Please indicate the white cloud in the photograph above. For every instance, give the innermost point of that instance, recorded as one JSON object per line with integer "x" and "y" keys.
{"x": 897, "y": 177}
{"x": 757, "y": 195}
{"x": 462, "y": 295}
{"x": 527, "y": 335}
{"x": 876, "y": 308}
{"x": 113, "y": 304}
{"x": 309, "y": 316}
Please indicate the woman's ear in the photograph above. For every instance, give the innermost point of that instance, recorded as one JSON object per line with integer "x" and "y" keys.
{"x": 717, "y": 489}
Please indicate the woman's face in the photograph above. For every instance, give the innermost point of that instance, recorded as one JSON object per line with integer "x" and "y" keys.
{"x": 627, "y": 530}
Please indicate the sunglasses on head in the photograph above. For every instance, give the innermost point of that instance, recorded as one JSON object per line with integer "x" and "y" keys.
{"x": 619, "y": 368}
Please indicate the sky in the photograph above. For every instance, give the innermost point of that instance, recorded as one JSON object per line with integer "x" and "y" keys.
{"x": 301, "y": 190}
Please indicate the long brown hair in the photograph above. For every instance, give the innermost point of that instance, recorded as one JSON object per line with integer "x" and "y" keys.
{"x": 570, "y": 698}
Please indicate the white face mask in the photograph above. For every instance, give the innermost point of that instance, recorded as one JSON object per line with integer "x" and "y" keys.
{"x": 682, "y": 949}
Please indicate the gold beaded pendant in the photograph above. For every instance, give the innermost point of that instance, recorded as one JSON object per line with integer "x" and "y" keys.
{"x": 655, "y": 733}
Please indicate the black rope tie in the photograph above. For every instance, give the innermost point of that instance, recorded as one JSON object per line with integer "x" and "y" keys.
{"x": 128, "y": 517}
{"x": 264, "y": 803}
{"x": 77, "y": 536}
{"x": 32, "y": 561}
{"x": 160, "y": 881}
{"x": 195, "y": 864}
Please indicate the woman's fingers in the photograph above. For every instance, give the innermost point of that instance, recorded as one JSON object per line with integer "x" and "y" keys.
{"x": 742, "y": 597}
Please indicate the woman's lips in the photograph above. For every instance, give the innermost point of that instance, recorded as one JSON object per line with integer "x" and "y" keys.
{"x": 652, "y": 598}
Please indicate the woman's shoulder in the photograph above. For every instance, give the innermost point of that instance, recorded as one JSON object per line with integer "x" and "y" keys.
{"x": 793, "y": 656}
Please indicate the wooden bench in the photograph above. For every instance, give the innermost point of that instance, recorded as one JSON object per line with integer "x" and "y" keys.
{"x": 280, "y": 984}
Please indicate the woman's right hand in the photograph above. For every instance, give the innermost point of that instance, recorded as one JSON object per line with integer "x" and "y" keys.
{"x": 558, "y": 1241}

**********

_Given task_
The listing above must be transcribed exactly, line by line.

_Final result_
Please indicate the white cloud in the photograph above. For every instance, give the innermost point of that instance, recorded as one JSON object per line with integer "x" and "y" keys.
{"x": 897, "y": 177}
{"x": 757, "y": 195}
{"x": 462, "y": 295}
{"x": 527, "y": 335}
{"x": 876, "y": 308}
{"x": 113, "y": 304}
{"x": 309, "y": 316}
Please indicate the woman's ear in the photograph above. For every instance, give the innermost point of that instance, recorded as one JSON object per line with integer "x" and "y" keys.
{"x": 717, "y": 489}
Please indicate the woman's face in the photograph above. For every instance, give the innermost point of that instance, recorded as one JSON object per line with integer "x" and "y" keys.
{"x": 627, "y": 530}
Please indicate the sunglasses on head in the photograph above. For every instance, give the innermost point of that instance, recorded as one JSON object per line with integer "x" and "y" keys.
{"x": 619, "y": 368}
Please indicate the sky in the photograph above. For every instance, give the innermost point of that instance, recorded as one JSON object per line with integer "x" and "y" keys.
{"x": 301, "y": 190}
Please indicate the long brown hair in the photograph above. For every instance, give the innermost point of that instance, recorded as one JSON object per line with integer "x" and "y" keys.
{"x": 570, "y": 698}
Please indicate the white face mask in the photograph above. For every instance, give the innermost point of that instance, recorded as one JSON object per line with integer "x" and "y" keys.
{"x": 682, "y": 949}
Please indicate the gold beaded pendant in the photograph above. For every instance, give the innermost point of that instance, recorded as one JSON object per line with integer "x" and "y" keys.
{"x": 655, "y": 733}
Please indicate the black rope tie in the photograph above. For every instance, give the innermost point of that instance, recorded as one JSON object per line with integer "x" and "y" keys.
{"x": 128, "y": 517}
{"x": 264, "y": 803}
{"x": 77, "y": 536}
{"x": 32, "y": 561}
{"x": 160, "y": 881}
{"x": 195, "y": 864}
Please indicate the woman's fingers in the photograph above. For every instance, give the innermost point of that instance, recorded as one JSON object per line with integer "x" and "y" keys.
{"x": 742, "y": 597}
Please indicate the woman's lips in the photograph above. For every instance, give the innermost point of that instance, recorded as one JSON object per line with integer "x" and "y" keys.
{"x": 652, "y": 598}
Please indicate the woman's shoulder in the photograph above. For every instance, give the innermost point of that instance, recorded as one JSON object per line with integer "x" and "y" keys.
{"x": 793, "y": 656}
Please indicate the wooden bench in the photograph above. For every instance, give the innermost point of that instance, recorded as one JSON object per line with integer "x" and "y" keys.
{"x": 280, "y": 984}
Please indicate the woman's right hand in the photograph above. For every instance, give the innermost point of that instance, recorded as one JSON object per line with integer "x" and "y" keys.
{"x": 558, "y": 1241}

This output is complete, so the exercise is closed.